=== Article ===
::::::::
Threading Layer#

oneDAL uses Intel® oneAPI Threading Building Blocks (Intel® oneTBB) to do parallel computations on CPU. oneTBB is not used in the code of oneDAL algorithms directly. The algorithms rather use custom primitives that either wrap oneTBB functionality or are in-house developed. Those primitives form oneDAL’s threading layer.

This is done in order not to be dependent on possible oneTBB API changes and even on the particular threading technology like oneTBB, C++11 standard threads, etc.

The API of the layer is defined in threading.h. Please be aware that the threading API is not a part of oneDAL product API. This is the product internal API that aimed to be used only by oneDAL developers, and can be changed at any time without any prior notification.

This chapter describes common parallel patterns and primitives of the threading layer.
::::::::
=== Record excerpts ===
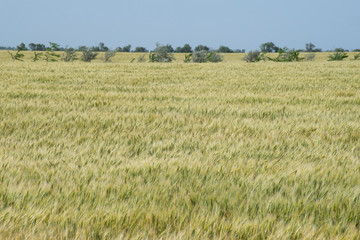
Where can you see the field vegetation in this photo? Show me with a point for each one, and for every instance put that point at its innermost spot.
(229, 150)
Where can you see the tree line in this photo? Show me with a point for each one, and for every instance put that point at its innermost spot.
(267, 47)
(102, 48)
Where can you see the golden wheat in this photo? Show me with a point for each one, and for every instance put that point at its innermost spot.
(179, 151)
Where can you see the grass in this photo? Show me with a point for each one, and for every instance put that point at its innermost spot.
(179, 151)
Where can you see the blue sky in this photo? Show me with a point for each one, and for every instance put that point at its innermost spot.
(234, 23)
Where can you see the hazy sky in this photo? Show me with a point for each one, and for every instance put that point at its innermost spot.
(239, 24)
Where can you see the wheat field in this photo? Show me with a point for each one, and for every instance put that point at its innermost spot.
(230, 150)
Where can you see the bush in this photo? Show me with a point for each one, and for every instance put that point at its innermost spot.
(309, 56)
(205, 56)
(224, 49)
(140, 49)
(337, 56)
(141, 58)
(357, 56)
(201, 48)
(188, 57)
(200, 56)
(51, 55)
(18, 56)
(161, 54)
(286, 55)
(185, 49)
(214, 57)
(108, 55)
(252, 56)
(37, 56)
(88, 55)
(69, 55)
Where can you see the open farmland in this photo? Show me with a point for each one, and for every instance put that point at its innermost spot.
(231, 150)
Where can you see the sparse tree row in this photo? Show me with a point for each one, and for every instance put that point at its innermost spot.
(164, 53)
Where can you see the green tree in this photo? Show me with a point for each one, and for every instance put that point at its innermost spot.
(201, 48)
(268, 47)
(162, 53)
(126, 48)
(140, 49)
(51, 55)
(224, 49)
(22, 46)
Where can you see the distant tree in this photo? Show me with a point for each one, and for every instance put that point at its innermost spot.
(201, 48)
(340, 50)
(18, 56)
(357, 56)
(169, 48)
(6, 48)
(126, 48)
(162, 53)
(32, 46)
(37, 47)
(95, 49)
(88, 55)
(338, 55)
(287, 55)
(69, 55)
(309, 47)
(82, 48)
(239, 51)
(37, 56)
(206, 56)
(102, 47)
(268, 47)
(252, 56)
(224, 49)
(310, 56)
(108, 55)
(185, 49)
(141, 58)
(22, 46)
(51, 55)
(140, 49)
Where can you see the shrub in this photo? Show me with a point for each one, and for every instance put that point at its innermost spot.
(51, 55)
(108, 55)
(69, 55)
(310, 56)
(161, 54)
(252, 56)
(141, 58)
(200, 56)
(201, 48)
(224, 49)
(88, 55)
(269, 47)
(188, 57)
(214, 57)
(140, 49)
(185, 49)
(337, 56)
(18, 56)
(286, 55)
(205, 56)
(37, 56)
(357, 56)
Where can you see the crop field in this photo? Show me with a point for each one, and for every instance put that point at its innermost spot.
(229, 150)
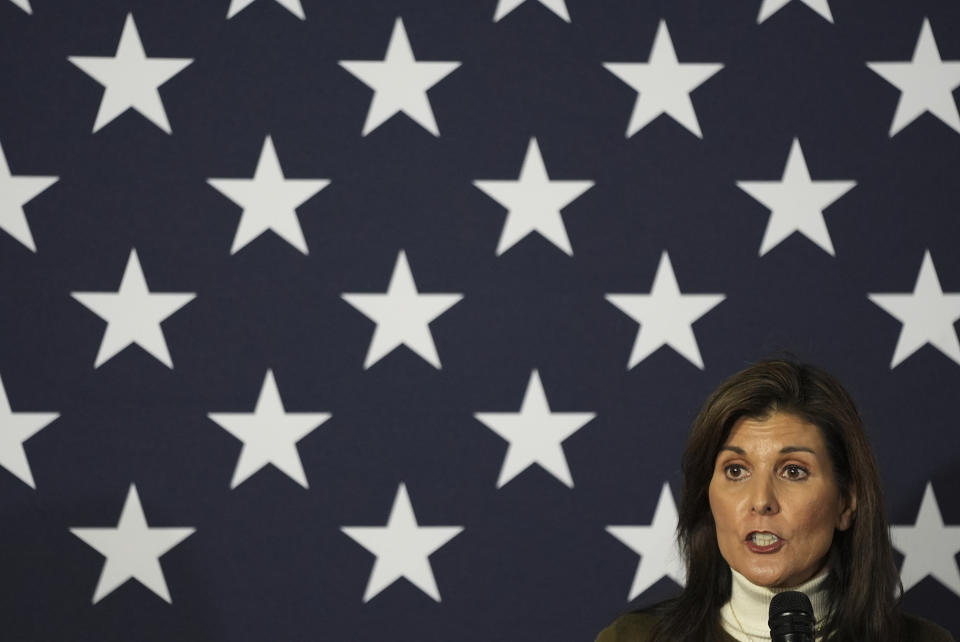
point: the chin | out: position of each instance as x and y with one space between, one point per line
763 575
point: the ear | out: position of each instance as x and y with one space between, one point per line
847 511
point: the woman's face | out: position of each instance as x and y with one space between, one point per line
775 501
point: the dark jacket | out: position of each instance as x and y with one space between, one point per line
636 627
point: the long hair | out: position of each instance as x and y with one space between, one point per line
863 583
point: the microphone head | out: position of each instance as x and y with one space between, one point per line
791 617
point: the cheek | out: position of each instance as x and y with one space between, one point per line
724 511
818 518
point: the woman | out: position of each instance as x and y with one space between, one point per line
780 492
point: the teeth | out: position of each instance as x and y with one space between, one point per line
764 539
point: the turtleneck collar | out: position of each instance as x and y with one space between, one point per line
749 605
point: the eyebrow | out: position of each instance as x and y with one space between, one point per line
783 451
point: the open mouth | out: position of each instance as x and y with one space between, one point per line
763 539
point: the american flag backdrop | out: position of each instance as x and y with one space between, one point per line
385 320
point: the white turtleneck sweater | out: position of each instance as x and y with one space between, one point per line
749 606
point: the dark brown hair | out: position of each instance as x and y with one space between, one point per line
863 583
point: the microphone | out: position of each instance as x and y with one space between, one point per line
791 618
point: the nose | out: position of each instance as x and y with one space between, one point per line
764 498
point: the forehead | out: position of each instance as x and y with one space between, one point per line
777 430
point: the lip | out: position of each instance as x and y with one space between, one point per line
772 548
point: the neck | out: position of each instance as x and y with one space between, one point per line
745 616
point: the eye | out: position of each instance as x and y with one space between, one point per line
795 472
734 471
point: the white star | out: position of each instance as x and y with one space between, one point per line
535 434
400 83
796 202
665 316
269 434
15 192
402 315
504 7
927 315
663 84
293 6
130 79
929 547
402 548
133 314
656 545
23 4
16 428
132 549
269 200
770 7
926 82
534 202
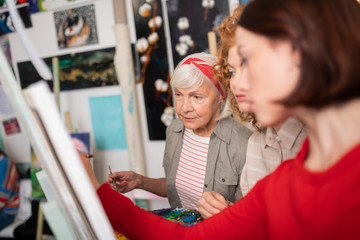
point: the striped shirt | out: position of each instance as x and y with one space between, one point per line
267 149
190 175
9 186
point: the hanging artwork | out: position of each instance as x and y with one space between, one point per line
151 50
11 126
76 27
190 21
76 71
6 25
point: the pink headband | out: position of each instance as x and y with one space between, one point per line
205 69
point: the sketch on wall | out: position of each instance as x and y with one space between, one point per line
76 26
190 22
76 71
151 50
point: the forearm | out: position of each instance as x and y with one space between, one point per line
154 185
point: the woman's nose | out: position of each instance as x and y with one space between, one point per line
186 105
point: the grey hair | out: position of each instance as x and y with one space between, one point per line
188 75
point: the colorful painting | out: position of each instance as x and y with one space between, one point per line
76 71
190 21
6 25
151 50
76 27
107 120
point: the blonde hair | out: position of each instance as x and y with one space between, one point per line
221 71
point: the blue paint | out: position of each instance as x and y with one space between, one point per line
108 122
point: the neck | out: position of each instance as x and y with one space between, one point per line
332 132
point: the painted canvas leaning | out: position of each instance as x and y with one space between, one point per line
39 117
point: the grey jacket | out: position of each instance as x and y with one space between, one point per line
226 158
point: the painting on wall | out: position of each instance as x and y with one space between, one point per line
190 22
76 71
6 25
76 27
154 68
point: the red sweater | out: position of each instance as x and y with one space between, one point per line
290 203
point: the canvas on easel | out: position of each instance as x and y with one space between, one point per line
75 196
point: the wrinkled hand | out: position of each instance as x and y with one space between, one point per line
125 180
211 203
89 170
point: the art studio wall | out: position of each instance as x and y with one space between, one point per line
95 106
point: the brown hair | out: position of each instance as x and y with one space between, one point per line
221 71
327 35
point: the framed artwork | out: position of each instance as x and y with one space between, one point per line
6 25
76 27
76 201
76 71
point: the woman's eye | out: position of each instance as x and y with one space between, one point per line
243 61
231 74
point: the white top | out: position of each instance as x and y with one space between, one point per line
190 175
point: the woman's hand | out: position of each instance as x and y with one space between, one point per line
86 162
125 180
211 203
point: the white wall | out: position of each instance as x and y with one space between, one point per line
43 36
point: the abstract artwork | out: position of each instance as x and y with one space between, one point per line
107 120
76 27
6 25
76 71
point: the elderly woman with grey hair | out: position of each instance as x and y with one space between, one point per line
203 152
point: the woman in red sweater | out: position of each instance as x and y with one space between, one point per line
300 58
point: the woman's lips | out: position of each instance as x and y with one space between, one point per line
241 98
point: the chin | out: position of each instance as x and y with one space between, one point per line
269 121
244 107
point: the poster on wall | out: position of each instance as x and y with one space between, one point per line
190 21
76 27
151 50
6 25
76 71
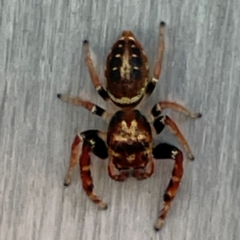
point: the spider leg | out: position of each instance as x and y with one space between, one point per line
115 174
163 151
159 107
95 109
159 60
92 71
159 124
92 142
146 172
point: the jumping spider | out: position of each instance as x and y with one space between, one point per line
128 142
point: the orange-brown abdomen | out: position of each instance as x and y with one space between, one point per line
127 71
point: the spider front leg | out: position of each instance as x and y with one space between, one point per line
95 80
159 107
159 124
144 173
93 108
115 174
158 65
92 142
163 151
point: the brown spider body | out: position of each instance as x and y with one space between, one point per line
128 141
127 71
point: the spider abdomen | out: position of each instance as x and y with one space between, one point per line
127 71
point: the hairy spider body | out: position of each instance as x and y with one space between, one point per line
127 71
128 142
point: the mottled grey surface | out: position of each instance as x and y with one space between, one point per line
41 54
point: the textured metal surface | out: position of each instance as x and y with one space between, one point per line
41 55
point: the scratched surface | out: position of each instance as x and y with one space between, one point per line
41 55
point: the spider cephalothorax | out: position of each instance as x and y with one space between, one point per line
128 142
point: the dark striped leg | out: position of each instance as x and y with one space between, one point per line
95 80
91 143
162 121
146 172
159 107
95 109
115 174
159 61
163 151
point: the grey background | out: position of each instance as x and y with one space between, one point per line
41 55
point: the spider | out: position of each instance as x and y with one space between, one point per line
128 143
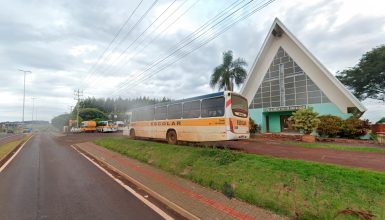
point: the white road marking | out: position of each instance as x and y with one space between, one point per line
14 155
129 189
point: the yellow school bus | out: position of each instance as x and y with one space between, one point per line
213 117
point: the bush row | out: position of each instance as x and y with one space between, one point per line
334 126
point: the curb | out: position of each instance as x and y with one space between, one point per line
154 194
9 157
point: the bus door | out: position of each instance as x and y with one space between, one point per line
239 120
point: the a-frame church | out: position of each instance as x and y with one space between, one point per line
286 77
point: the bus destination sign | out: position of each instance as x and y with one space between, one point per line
284 108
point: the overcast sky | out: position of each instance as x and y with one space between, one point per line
61 42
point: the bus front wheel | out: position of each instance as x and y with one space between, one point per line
171 137
132 133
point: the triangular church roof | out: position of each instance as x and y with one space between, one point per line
279 36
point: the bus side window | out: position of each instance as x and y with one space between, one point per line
192 109
161 113
213 107
174 111
148 114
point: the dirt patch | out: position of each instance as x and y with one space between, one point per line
367 160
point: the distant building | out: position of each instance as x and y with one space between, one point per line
286 77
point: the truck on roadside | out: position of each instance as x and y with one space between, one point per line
106 126
88 126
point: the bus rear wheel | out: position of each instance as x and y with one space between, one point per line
132 133
171 137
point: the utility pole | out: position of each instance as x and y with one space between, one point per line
25 72
77 94
33 106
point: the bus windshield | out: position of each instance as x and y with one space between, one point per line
239 106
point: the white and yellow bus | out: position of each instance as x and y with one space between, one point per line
212 117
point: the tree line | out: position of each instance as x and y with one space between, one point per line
98 109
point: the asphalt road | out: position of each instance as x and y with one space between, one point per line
49 180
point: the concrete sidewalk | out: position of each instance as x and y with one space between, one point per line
187 198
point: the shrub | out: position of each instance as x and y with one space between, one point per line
354 127
329 126
252 126
305 120
381 121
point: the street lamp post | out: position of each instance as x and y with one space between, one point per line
25 72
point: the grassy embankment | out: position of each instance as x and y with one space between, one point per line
6 148
337 147
289 187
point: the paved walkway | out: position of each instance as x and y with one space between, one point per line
10 138
357 159
192 200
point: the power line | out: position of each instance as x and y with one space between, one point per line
77 96
140 35
191 38
132 28
112 41
136 83
158 35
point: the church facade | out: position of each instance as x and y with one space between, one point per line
286 77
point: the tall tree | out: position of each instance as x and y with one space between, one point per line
367 78
229 72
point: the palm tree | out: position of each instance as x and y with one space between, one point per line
228 72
::::::::
=== Things to do ===
1. What does the threading layer page state about the layer's API? List each point it makes.
2. Can you write the next part of the threading layer page, starting after its last sentence?
The records are material apart from the threading layer page.

=== Answers to the problems ===
1.
- It is defined in threading.h.
- It is not a part of the oneDAL product API.
- It is a product internal API.
- It is meant to be used only by oneDAL developers.
- It can be changed at any time without any prior notification.

2.
threader_for#

Consider a case where you need to compute an elementwise sum of two arrays and store the results into another array. Here is a variant of sequential implementation:

void sum(const size_t n, const float* a, const float* b, float* c) {
   for (size_t i = 0; i < n; ++i) {
     c[i] = a[i] + b[i];
   }
}

There are several options available in the threading layer of oneDAL to let the iterations of this code run in parallel. One of the options is to use daal::threader_for as shown here:

#include "src/threading/threading.h"

void sum(const size_t n, const float* a, const float* b, float* c) {
   daal::threader_for(n, n, [&](size_t i) {
      c[i] = a[i] + b[i];
   });
}

The iteration space here goes from 0 to n-1. The last argument is a function object that performs a single iteration of the loop, given loop index i.

Blocking#

To have more control over the parallel execution and to increase cache locality oneDAL usually splits the data into blocks and then processes those blocks in parallel.

This code shows how a typical parallel loop in oneDAL looks like:

#include "src/threading/threading.h"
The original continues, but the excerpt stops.